Culturally speaking the naked body is a complicated thing. Some muslim women must cover up (or feel the need to do so); Scandinavians on the other hand, when visiting beaches, pools, and lakes, expose themselves without inhibition; Austrians and Germans don't tend to be shy either. Hereabouts images of more or less naked women are used to advertise anything from cars to clothes to window sashes. A recent campaign by a beer brewer shows three women from the chest upward, no clothes, arms crossed to hide their breasts. The connection between the women and the beer is tenuous. The color of the ladies' hair reflects the colors of the beers they are holding, dark, blond, and an artificial looking red.

And in the U.S.? At L.A.'s beaches nude or topless sunbathing is prohibited; girls don tops, even if they are still wearing diapers underneath their bikini bottoms. Is this modesty? Is it prudishness? The answer depends on a person's perspective. When it comes to doctor's offices I have learned to appreciate the gowns and curtains. I see them as a sign of respect for our need for privacy.


Lorraine Seal said…
Funny you should mention it -- we were briefly in Vienna yesterday, where I saw for the first time the beer ad you mention. Tenuous connection is right.

As for modesty, I've noticed what you bring up, though I've not yet had the experience in the doctor's office. For instance, one evening before yoga class began, I noticed women changing for it in the small dressing room across the hall from the studio. They were unself-consciously taking off their street wear to put on their yoga clothes, seemingly without caring that I, as well as the men in the class, could see them as they did. I put it down as a less prudish attitude toward the body than in the US. I don't know if I will get there, but I appreciate it.

In fact, one of the things I like so much about the Austrians I've met is they seem assured and at ease with themselves as they are without a trace of arrogance. It's a lovely way of being.
Badger said…
Australians are pretty relaxed but even we have been surprised by the way Austrians sort of let it all hang out. Donauinsel seems to be the world capital for naked wrinklies.
Lorraine and Badger, thank you for your comments. I should do more research on the topic of nudity: why is it that other peoples are less relaxed about it? Is it religiosity? If not, what else? Why is it that women in Austria for the most part do not find sexist ads like the beer ad offensive?

In Vienna, Donauinsel, Gänsehäufel, Neue Donau, and other places offer beaches or sections that are dedicated for nude bathing. Bikini tops have generally been optional since the seventies or eighties. This is quite a contrast to Austrians' formality in other matters - the mingling of people of different education level, social standing, ethnic back ground or the question of addressing a person (see my earlier post Baby vs. ..., April 2010).

◆ SOURCE DATA

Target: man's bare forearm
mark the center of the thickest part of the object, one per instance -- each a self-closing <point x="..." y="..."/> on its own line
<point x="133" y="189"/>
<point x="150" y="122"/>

◆ THE EXERCISE
From the text on attitudes toward nudity, extract the passage starting at "Badger said…" up to and including "for naked wrinklies.".

◆ FINAL ANSWER
Badger said…
Australians are pretty relaxed but even we have been surprised by the way Austrians sort of let it all hang out. Donauinsel seems to be the world capital for naked wrinklies.